Reactions: Like 1 | Funny 3


----------



## EulersK (Mar 19, 2016)

They're more difficult than the avic I've had for a simple reason - my avic bolts for the exit if the timing suits her. My mac's always, always go for the hide, absolutely invariably. Like you said, I don't become complacent, but it's still a nice behavior.

To be clear, this is the _only _reason I'm saying they're easier than avics. H. mac's are more fragile, have much worse venom, are far faster, and require more specific climate controls. All in all, anyone would agree that H. maculata's are an advanced species while avics are beginner/intermediate. It's purely the unpredictable running that makes some arboreals more difficult to deal with.

Remember: even a slow avic is far faster than their keeper.

Reactions: Like 1


----------



## viper69 (Mar 19, 2016)

borotasinisa said:


> No they can't, maybe you misunderstood me because it's hard for me to explain those methods in words and make it a short, efficient message. You cut a U-shape in thin transparent plastic (or plexiglass) and switch it with a lid in a way there is no space more then a half a milimeter maybe. Then as you pushing it so U-shape hole is at the top at the same time you are puting the foreceps through, it's very simple and there is no room for getting through, maybe for salticidae sp. sling but T's no. If you know "viperkeeper" from youtube, he uses this method for venomous snakes just in a different way. In the end you can put a plastic tube from one enclosure to another with two U-plexes on each one and do the transfer that way, 0% chance for escape, poke the spider through holes into the tube and into the new enclosure, switch U-plexes with lids and thats it. No contact with the spider. It sounds a little bit messy when written, there are a lot more details wich I use (I use this only with most potent T's, so I don't have to think about it) but I hope you get the idea.


Do you have a video of this? I'm a visual learner type of person and only parts of this make sense.

Or which video from viperkeeper demonstrates this procedure/setup? He has a ton of videos, none of which indicate this setup.

--- Dataset extract ---
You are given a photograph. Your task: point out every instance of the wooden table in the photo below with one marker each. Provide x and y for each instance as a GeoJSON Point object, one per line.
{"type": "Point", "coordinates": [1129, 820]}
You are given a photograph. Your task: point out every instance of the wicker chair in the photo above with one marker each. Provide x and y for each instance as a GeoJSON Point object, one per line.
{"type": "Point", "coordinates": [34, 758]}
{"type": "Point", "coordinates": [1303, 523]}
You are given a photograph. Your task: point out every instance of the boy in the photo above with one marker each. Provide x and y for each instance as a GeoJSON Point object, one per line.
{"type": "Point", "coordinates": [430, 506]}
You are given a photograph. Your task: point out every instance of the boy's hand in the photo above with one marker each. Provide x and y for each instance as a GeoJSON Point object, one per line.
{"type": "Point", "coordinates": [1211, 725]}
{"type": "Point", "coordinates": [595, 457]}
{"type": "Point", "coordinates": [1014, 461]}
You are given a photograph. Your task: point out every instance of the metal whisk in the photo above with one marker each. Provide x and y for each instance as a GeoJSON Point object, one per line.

--- List of tasks ---
- a) In the tarantula forum thread, where does EulersK say the H. maculata always go?
- b) In the tarantula forum thread, why does EulersK say H. maculata are easier to deal with than avics, even though they are an advanced species?
- c) Pick up the tarantula forum thread after its final post and write what comes next.

--- Answer set ---
- a) They always go for the hide.

- b) EulersK's avic bolts for the exit when the timing suits her, while the H. maculata invariably go for the hide. That predictable retreat is the only reason EulersK gives. EulersK says it is purely unpredictable running that makes some arboreals more difficult.

- c)
----------



## louise f (Mar 19, 2016)

cold blood said:


> I agree completely.   The first bunch I had (2i), I lost two in the first week, until I realized what I needed to do, which was give them more ventilation and less moisture (like dry) than I would give to say, an Asian (or most small slings).
> 
> I agree that even when small, they are beautiful in those brief moments of visibility.  I also like them more and more the longer I keep them.
> 
> ...



Time for a little song

Reactions: Love 1 | Lollipop 1


----------



## louise f (Mar 19, 2016)

bryverine said:


> I didn't even know they could do this!
> 
> I had searched the web on several occasions looking for a threat posture of one of these guys only to come up empty handed.




look at this one

Reactions: Funny 1 | Lollipop 1


----------



## Steve123 (Mar 19, 2016)

In general I notice running around in circles when the enclosures are new. In an established enclosure, whether H. mac or S. cal, the most I see is retreat upon opening the lids. My H. mac tend to web vertically, in corners, choosing the corner with bark tilted against it, but at least you can see them through the webbing. In the same situation, my S. cal will make their hides _below_ the cork, tend to lay less webbing, and often I can't find them for several minutes when looking from the outside.

I do not look forward to rehousing, and my wife, who helps a lot, has been bitten once, by an AF H. mac that darted for freedom when being rehoused. I doubt she'd have been bitten if she hadn't tried to use a hand to divert, but so it went. The T earned the name Ms. Meanie, and we don't in general name Ts.

When rehousing juvenile NW Ts that run up my arm, I will cup them with the hand of the other arm. In general I won't do that with OW Ts, and probably never would with H. mac or S. cal, anticipating a bite when the fingers close around the panicked juvenile.

As far as which to choose, I'm for H. mac. The larger size and speckled beauty are hard to beat. It's sometimes easy for me to forget I own S. cal, not sure why.

Nice thread!

Reactions: Like 2


----------



## Pociemon (Mar 19, 2016)

louise f said:


> ARE YOU SURE  She looks like she want`s a big kiss


I garantee you that they will go all the way to Slagelse to give you a big hug;-)

Reactions: Funny 1


----------



## louise f (Mar 19, 2016)

Pociemon said:


> I garantee you that they wil go all the way to Slagelse to give you a big hug;-)


Sure thing

Reactions: Like 1 | Love 1


----------



## bryverine (Mar 19, 2016)

louise f said:


> look at this one


I wish my boy was a girl...


----------



## borotasinisa (Mar 20, 2016)

viper69 said:


> Do you have a video of this? I'm a visual learner type of person and only parts of this make sense.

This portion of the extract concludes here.